◆ Task description
Transcribe, exactly and in full, every record shown below, while omitting its images.

─── Records supplied ───

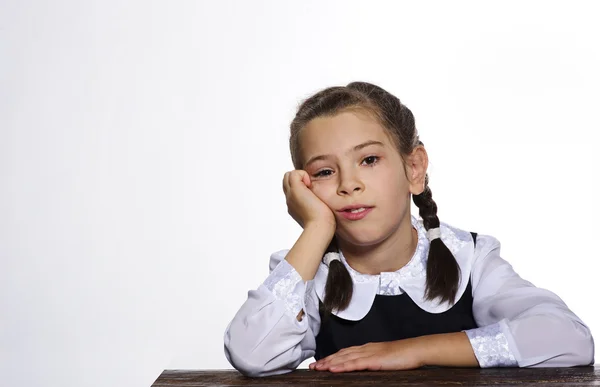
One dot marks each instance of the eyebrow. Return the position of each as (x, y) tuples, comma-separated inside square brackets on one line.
[(355, 149)]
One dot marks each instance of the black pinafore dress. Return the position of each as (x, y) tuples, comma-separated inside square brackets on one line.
[(393, 318)]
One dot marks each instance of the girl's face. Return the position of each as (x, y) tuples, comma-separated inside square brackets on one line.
[(352, 161)]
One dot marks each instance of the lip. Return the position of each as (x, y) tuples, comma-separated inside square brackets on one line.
[(355, 216)]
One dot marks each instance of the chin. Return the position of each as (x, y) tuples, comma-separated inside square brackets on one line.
[(362, 239)]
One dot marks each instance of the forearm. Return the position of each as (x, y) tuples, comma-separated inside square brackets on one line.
[(447, 349), (306, 254)]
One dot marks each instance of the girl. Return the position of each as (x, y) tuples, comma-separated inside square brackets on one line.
[(368, 286)]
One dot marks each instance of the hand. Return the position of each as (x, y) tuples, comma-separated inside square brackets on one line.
[(384, 356), (303, 205)]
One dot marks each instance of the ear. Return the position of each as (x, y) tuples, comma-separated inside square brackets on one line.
[(416, 169)]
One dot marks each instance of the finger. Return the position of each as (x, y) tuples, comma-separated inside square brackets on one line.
[(286, 183), (344, 358), (306, 178), (363, 363), (341, 352)]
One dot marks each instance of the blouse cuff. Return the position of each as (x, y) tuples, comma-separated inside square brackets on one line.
[(491, 347), (287, 285)]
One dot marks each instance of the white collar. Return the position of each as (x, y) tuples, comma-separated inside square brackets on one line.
[(411, 278)]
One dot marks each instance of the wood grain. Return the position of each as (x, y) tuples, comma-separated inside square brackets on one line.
[(576, 376)]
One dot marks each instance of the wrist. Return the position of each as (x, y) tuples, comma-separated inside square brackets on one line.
[(325, 229)]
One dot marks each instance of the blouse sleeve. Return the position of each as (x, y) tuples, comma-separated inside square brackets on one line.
[(520, 324), (265, 337)]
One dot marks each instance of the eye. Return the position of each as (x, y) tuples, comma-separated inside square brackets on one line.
[(371, 160), (323, 173)]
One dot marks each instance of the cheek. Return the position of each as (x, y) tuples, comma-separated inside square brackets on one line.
[(324, 191)]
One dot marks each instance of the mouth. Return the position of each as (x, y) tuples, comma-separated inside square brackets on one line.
[(355, 208), (355, 212)]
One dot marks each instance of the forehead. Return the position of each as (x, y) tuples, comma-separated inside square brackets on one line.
[(337, 134)]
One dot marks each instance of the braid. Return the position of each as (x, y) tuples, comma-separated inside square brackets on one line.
[(339, 287), (443, 273)]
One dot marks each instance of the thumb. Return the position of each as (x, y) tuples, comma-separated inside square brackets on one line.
[(306, 179)]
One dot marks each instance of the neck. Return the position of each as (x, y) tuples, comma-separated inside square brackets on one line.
[(388, 255)]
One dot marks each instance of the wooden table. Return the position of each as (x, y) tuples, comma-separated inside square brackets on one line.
[(576, 376)]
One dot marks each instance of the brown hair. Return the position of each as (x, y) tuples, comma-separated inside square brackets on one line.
[(442, 269)]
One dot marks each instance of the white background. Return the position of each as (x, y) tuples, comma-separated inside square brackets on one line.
[(142, 146)]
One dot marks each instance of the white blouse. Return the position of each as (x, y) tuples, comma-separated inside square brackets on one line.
[(520, 325)]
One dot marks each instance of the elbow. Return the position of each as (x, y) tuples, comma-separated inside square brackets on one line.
[(585, 355), (573, 349), (249, 362), (582, 353), (250, 366)]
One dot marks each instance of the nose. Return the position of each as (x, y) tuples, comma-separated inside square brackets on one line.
[(349, 183)]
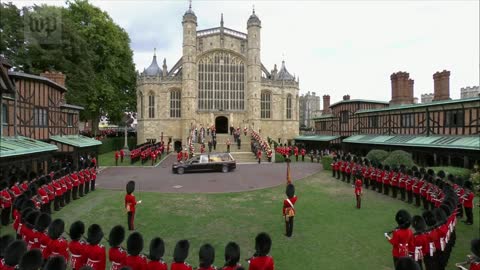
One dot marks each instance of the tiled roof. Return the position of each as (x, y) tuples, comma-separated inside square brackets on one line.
[(436, 141)]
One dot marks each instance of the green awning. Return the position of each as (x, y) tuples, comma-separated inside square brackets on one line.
[(11, 146), (316, 138), (436, 141), (76, 140)]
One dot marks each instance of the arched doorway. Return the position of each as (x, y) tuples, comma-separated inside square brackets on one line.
[(221, 124)]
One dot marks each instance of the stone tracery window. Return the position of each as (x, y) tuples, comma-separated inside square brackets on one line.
[(265, 104), (289, 106), (221, 82), (175, 104), (151, 106)]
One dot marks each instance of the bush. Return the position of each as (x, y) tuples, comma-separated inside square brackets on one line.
[(112, 144), (399, 157), (457, 171), (326, 163), (376, 155)]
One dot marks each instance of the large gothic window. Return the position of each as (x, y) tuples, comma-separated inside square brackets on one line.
[(265, 104), (175, 104), (151, 106), (221, 82), (289, 106)]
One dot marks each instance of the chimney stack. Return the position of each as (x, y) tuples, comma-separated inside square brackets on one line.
[(54, 76), (402, 88), (441, 85), (326, 104)]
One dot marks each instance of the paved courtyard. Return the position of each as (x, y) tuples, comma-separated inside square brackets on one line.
[(244, 177)]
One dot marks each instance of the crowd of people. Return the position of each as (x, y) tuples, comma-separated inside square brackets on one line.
[(443, 197)]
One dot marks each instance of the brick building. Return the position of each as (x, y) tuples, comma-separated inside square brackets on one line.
[(37, 124), (430, 131)]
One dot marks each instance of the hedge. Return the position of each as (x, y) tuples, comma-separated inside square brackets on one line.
[(457, 171), (115, 143), (399, 157), (326, 163), (376, 155)]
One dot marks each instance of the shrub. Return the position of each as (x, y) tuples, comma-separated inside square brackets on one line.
[(112, 144), (457, 171), (377, 155), (326, 163), (399, 157)]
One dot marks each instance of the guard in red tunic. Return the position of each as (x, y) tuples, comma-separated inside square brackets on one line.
[(78, 255), (117, 155), (358, 189), (180, 254), (5, 203), (420, 240), (261, 260), (116, 254), (206, 257), (122, 155), (130, 204), (179, 156), (134, 259), (57, 246), (402, 237), (288, 209), (31, 260), (468, 202), (96, 254), (157, 249), (232, 256), (13, 255)]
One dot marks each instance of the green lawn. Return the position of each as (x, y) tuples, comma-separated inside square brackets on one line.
[(329, 232), (108, 159)]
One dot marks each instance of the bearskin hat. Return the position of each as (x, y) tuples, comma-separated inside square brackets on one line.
[(440, 216), (4, 242), (232, 254), (290, 190), (403, 219), (56, 228), (429, 218), (263, 243), (130, 187), (206, 255), (418, 223), (56, 263), (446, 209), (406, 263), (14, 252), (31, 219), (116, 236), (475, 247), (134, 244), (157, 249), (31, 260), (94, 234), (468, 185), (42, 222), (77, 229)]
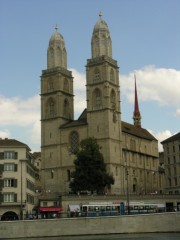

───

◆ Response to this exercise
One dot marks each instance of the eyebrow. Return the position of each as (x, y) tuples, comma-separated inside square brackets on one line.
[(355, 149)]
One dot marks each instance of the black pinafore dress. Return the position of each as (x, y) tuples, comma-separated inside square brackets on one line.
[(393, 318)]
One dot marks each instance of the girl's face. Return the position of each as (x, y) tuples, comma-separated inside square brackets on one line.
[(352, 161)]
One dot marks each instance of the lip. Return the position of each as (x, y) tuples, comma-separated inside square brackets on one line.
[(355, 216)]
One dot marks each instance of the chin. Return the position of each as (x, y) tuples, comma-separated inside square brackets on one line.
[(362, 239)]
One dot marks each instance of the forearm. Return the position of each as (x, y) tuples, comma-separated inside square brackets on one line.
[(447, 349), (306, 254)]
One dot marks each instance of the girl. Return the position of each as (x, y) tuples, comma-separated inside square brackets on one line.
[(368, 286)]
One dot marks each instance of the hand. Return the position of each as (x, y) tuples, comma-separated inside square brackets on one line.
[(384, 356), (303, 205)]
One dot marks each instance of the ear. Return the position of each as (x, y) tuples, comma-separated inside square brackets on one line.
[(416, 169)]
One dot marks each instance of the finger. Return the position of each as (x, y) tuples, comma-separated inside square brackets on one line.
[(286, 183), (344, 358), (306, 178), (363, 363), (341, 352)]
One dot marks each instance of the blouse cuff. Return the position of each as (x, y) tuples, comma-separated inside square brackets on one line.
[(491, 347), (287, 285)]
One dot marks each instance of the white collar. Return the position of each as (x, y) tuples, comma-separated inside square brackets on one line.
[(411, 278)]
One dot marks each instance of the wood grain. Return the position of each as (x, y) tuples, comma-separated inside square brackets on one line.
[(576, 376)]
One dot marks each instance of the wrist. Return the position of each as (x, y) tuples, comma-separated inside square brackets on one line.
[(325, 229)]
One dot marks each instance of the blouse sleeve. Return the position of each as (x, y) tuples, comma-separated inside square brackets on one line.
[(520, 324), (265, 337)]
One dot marks each instance of the eye. Return the position of each as (x, y) tuples, comma-separated inside square brackets on one line.
[(371, 160), (323, 173)]
One dot marks each instance of the cheek. Return the position of each as (x, y) tuples, comma-separated inside square brackets on one line.
[(324, 191)]
One dot marks each instance of the mouth. Return the position of each as (x, y) tuples, comma-separated inside square brackets on one line.
[(355, 208), (355, 212)]
One dot marks each instance of the forehead. Return the position of each as (x, y) tuples, comma-separated inside square brackets on one line.
[(337, 134)]
One dot marks each instance of the braid. Return the position of each as (x, y) tuples, comma-separated inside square brackets on one line.
[(339, 287), (443, 273)]
One dot marks each instance of the thumb. Return the position of each as (x, y) tuples, comma-separated inside square brackets on one line.
[(306, 179)]
One dot marks each instance of the neck. Return the position of each as (x, y) tuples, comma-separated inside square brackets on one line.
[(388, 255)]
One dot marks each instance of the wooden table. Return the position of each as (x, y) tuples, comma-separated inside square brackets on one line.
[(576, 376)]
One dot marks each instance of the brown hair. Return the position of each as (x, y) tuples, comma-separated inside square brackets on one line.
[(442, 269)]
One dot marks each instance of the white background. Return the position of each as (x, y) tuples, comma-separated inside square brackets on one line.
[(142, 146)]
One dot marks each instance of the white blouse. Return the position of each as (x, y) tuples, comma-separated inside square brackets on one line.
[(520, 325)]
One dot marks each instance of the elbow. Return the position of each as (x, y) tuples, comma-separated inside square brackets on one line.
[(585, 355), (573, 349), (249, 362), (582, 353), (250, 366)]
One dot marks each instance of the nose. Return the position of each as (x, y) tuples, comma-separated inside square brackets on one line.
[(349, 183)]
One dot marks each instance of the tiled roof. Return the position of each as (x, y) tuples, comma-separated inside square brackets on one line.
[(436, 141)]
One dot marks each instance of the green awning. Return the position of each as (x, y) tuples, comma-separated inside square brackets on one line.
[(11, 146), (316, 138), (436, 141), (76, 140)]
One dot marks each instance of the arched doorway. Return the position of each as (x, y) tuples, comma-separated inside square brackets on one line.
[(221, 124)]
One dot marks each instance of the stone tracery window. Return the position of each as (x, y) tuples, comma-separated inside square brackets on one line.
[(265, 104), (289, 106), (221, 82), (175, 104), (151, 106)]
One dot marks each instance of the bush. Return the position of each as (x, y) tuples, comma-separated inside square brackets on one line.
[(112, 144), (399, 157), (457, 171), (326, 163), (376, 155)]
One dot marks each instance of the large gothic window. Return the position of each as (x, y) tuples, comma-separated inside square brackets on one line.
[(265, 104), (175, 104), (151, 106), (221, 82), (289, 106)]
One dot marks each instance of the chimney stack. Return the position of each as (x, y) tuples, comma-separated inside square brackets on one line.
[(54, 76), (402, 88), (441, 85), (326, 104)]
One dot marks each instance of the paved courtyard. Return the position of each as (x, y) tuples, comma-separated inside square brackets on one line.
[(244, 177)]
One dot marks each instance of the crowd of people. Return the position of each as (x, y) tuples, comma-separated inside square brackets on one line.
[(443, 197)]
One dot marks each instance of the brick building. Return the position of each as (x, y) tuples, comma-separated inside square brackets on one line.
[(37, 124), (430, 131)]
One dot marks each instance of the hedge. Return the position of each as (x, y) tuples, comma-separated inside square brackets on one line.
[(457, 171), (115, 143), (399, 157), (326, 163), (376, 155)]
One dot marks each instance of the shrub. Return the position of each as (x, y) tuples, comma-separated inside square brackets on one line.
[(112, 144), (457, 171), (377, 155), (326, 163), (399, 157)]
One dot marks each instance of the guard in red tunic. Return the position of each as (x, y) tuples, comma-separated inside square brackets on one line.
[(78, 255), (117, 155), (358, 189), (180, 254), (5, 203), (420, 240), (261, 260), (116, 254), (206, 257), (122, 155), (130, 204), (179, 156), (134, 259), (57, 246), (402, 237), (288, 209), (31, 260), (468, 202), (96, 254), (157, 249), (232, 256), (13, 255)]
One dot marks each instance of the green lawn. Return the position of each as (x, y) tuples, comma-separated inside square brackets on one line.
[(329, 232), (108, 159)]
One dot marks each instance of the bearskin hat. Return the position of each as (x, y) tuples, comma-separated inside square brackets on one line.
[(440, 216), (4, 242), (232, 254), (290, 190), (403, 219), (56, 228), (429, 218), (263, 243), (130, 187), (206, 255), (418, 223), (56, 263), (446, 209), (406, 263), (14, 252), (31, 219), (116, 236), (475, 247), (134, 244), (157, 249), (31, 260), (94, 234), (468, 185), (42, 222), (77, 229)]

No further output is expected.